**GIVEN INSTRUCTION**
Convert the rows below into a numbered list with one entry per non-blank line, dropping all blank lines.

------------------------------------

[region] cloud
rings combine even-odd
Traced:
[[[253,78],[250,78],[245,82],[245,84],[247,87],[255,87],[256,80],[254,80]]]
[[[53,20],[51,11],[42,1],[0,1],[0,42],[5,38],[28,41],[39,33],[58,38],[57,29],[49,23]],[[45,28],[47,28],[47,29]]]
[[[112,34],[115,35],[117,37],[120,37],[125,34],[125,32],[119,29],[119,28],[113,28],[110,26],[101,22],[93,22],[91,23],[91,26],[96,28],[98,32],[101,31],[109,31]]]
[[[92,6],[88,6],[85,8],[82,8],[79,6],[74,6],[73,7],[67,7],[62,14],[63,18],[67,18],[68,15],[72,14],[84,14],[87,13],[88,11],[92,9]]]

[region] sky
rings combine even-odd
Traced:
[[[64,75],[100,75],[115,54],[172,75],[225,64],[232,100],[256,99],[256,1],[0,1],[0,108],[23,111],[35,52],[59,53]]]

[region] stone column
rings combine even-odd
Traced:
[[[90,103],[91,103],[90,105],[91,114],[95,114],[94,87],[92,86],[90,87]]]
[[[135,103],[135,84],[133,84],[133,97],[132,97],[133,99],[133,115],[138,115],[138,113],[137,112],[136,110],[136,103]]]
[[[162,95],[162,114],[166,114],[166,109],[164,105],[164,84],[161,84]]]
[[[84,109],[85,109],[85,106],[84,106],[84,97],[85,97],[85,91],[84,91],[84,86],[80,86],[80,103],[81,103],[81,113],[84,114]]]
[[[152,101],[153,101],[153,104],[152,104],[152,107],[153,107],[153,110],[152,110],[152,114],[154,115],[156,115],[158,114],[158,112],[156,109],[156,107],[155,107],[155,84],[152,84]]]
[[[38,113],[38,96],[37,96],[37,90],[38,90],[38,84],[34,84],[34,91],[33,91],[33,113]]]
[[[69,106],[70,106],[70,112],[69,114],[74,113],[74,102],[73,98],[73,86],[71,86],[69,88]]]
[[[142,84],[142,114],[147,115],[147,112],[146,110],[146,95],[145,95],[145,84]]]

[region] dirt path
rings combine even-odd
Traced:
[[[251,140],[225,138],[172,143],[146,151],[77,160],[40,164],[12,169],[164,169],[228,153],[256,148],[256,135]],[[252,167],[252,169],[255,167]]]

------------------------------------

**WRITTEN SOLUTION**
1. [region] cloud
2. rings combine even-odd
3. Traced:
4. [[[253,78],[250,78],[245,82],[245,84],[247,87],[255,87],[256,80],[254,80]]]
5. [[[53,20],[51,11],[42,1],[0,1],[0,42],[5,38],[28,41],[39,33],[58,38],[57,29],[49,23]],[[45,28],[47,28],[47,29]]]
6. [[[112,34],[115,35],[117,37],[120,37],[125,34],[125,32],[119,29],[119,28],[113,28],[110,26],[101,22],[93,22],[91,23],[91,26],[96,28],[98,32],[101,31],[109,31]]]
7. [[[92,6],[88,6],[85,8],[82,8],[79,6],[74,6],[73,7],[67,7],[62,14],[63,18],[67,18],[68,15],[72,14],[84,14],[87,13],[88,11],[92,9]]]
8. [region] sky
9. rings combine even-odd
10. Traced:
11. [[[64,75],[100,75],[115,54],[172,75],[225,64],[232,100],[256,99],[256,1],[0,1],[0,108],[23,111],[35,52],[59,53]]]
12. [region] stone column
13. rings combine even-odd
14. Traced:
15. [[[90,103],[91,103],[90,105],[91,114],[95,114],[94,87],[92,86],[90,87]]]
16. [[[135,103],[135,84],[133,84],[133,97],[132,97],[133,99],[133,115],[138,115],[138,113],[137,112],[136,110],[136,103]]]
17. [[[162,95],[162,114],[166,114],[166,109],[164,105],[164,84],[161,84]]]
18. [[[84,109],[85,109],[85,106],[84,106],[84,97],[85,97],[85,91],[84,91],[84,86],[80,86],[80,103],[81,103],[81,113],[84,114]]]
19. [[[152,101],[153,101],[153,104],[152,104],[152,107],[153,107],[153,110],[152,110],[152,114],[154,115],[156,115],[158,114],[158,112],[156,109],[156,107],[155,107],[155,84],[152,84]]]
20. [[[38,113],[38,96],[37,96],[37,90],[38,90],[38,84],[34,84],[34,91],[33,91],[33,113]]]
21. [[[69,106],[70,106],[70,112],[69,114],[74,113],[74,102],[73,98],[73,86],[71,86],[69,88]]]
22. [[[142,84],[142,114],[147,115],[147,112],[146,110],[146,95],[145,95],[145,84]]]
23. [region] dirt path
24. rings combine even-odd
25. Traced:
26. [[[251,140],[225,138],[172,143],[146,151],[77,160],[40,164],[12,169],[164,169],[228,153],[256,148],[256,135]],[[252,167],[252,169],[255,167]]]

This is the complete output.